## Work to complete
Print every line of the rows below, unchanged, from the one containing "Pinpoint tree here." down to the one containing "xmin=307 ymin=98 xmax=330 ymax=155". Include both of those lines and nothing else.

══ Material supplied

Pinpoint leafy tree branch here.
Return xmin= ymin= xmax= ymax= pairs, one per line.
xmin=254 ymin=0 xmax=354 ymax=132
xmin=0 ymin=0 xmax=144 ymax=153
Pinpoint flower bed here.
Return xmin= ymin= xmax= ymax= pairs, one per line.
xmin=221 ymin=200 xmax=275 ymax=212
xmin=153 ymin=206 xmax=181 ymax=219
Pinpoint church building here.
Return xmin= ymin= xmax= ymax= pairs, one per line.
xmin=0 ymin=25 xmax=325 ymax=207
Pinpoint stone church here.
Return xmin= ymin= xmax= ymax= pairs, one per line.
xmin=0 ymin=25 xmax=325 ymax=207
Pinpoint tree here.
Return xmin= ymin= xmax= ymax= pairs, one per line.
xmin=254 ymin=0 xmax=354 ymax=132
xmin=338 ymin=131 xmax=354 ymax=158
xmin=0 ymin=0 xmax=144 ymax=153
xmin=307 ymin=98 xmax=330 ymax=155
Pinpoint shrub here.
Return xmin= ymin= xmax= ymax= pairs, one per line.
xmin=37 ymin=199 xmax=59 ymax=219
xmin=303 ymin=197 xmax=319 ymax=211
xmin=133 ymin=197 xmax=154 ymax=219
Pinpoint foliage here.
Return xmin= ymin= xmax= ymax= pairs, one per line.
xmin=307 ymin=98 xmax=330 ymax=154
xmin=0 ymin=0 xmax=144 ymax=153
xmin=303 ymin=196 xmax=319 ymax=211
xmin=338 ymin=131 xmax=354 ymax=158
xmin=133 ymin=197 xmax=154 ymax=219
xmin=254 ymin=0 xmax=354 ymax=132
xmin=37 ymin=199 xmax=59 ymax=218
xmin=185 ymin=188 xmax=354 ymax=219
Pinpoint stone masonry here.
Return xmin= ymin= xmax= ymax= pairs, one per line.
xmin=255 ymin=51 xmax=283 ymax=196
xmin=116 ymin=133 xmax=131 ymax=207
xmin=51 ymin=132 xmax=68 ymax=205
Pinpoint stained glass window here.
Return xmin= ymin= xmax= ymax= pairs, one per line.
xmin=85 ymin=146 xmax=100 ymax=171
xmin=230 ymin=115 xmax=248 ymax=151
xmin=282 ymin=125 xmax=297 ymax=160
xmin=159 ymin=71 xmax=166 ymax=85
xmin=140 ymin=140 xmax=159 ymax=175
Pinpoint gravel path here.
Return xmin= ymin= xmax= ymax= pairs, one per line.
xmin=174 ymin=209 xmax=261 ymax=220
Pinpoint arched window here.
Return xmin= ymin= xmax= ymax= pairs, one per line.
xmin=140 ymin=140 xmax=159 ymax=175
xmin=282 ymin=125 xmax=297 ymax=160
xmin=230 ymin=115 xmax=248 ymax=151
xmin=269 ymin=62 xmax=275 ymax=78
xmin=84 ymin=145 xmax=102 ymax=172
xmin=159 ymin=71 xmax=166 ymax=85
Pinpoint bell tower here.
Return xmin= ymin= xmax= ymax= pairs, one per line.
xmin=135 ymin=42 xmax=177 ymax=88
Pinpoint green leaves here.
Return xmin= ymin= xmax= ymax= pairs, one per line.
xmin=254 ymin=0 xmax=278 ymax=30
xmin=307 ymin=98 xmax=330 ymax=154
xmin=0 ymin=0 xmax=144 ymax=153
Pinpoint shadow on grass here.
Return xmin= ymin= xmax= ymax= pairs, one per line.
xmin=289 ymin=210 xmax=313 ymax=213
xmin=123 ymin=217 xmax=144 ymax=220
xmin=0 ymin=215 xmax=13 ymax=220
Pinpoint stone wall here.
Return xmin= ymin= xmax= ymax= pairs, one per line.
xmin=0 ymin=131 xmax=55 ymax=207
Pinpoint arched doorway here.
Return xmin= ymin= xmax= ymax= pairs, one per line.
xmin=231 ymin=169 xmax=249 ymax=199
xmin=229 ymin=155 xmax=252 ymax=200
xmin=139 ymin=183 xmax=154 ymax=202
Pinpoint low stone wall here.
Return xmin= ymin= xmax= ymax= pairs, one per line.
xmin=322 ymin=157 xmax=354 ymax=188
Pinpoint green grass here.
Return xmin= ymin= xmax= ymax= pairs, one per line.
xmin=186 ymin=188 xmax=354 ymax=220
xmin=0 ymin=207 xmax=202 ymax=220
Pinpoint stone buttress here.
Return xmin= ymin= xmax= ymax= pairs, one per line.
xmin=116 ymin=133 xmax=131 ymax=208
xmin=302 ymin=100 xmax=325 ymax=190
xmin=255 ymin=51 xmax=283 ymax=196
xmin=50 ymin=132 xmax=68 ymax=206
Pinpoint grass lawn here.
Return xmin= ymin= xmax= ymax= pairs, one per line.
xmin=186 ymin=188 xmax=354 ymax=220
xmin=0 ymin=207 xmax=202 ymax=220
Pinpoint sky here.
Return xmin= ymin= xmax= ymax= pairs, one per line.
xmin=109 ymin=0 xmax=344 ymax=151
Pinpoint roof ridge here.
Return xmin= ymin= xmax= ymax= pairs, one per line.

════

## Answer to the problem
Pinpoint tree here.
Return xmin= ymin= xmax= ymax= pairs, one per line.
xmin=254 ymin=0 xmax=354 ymax=132
xmin=338 ymin=131 xmax=354 ymax=158
xmin=0 ymin=0 xmax=144 ymax=153
xmin=307 ymin=98 xmax=330 ymax=155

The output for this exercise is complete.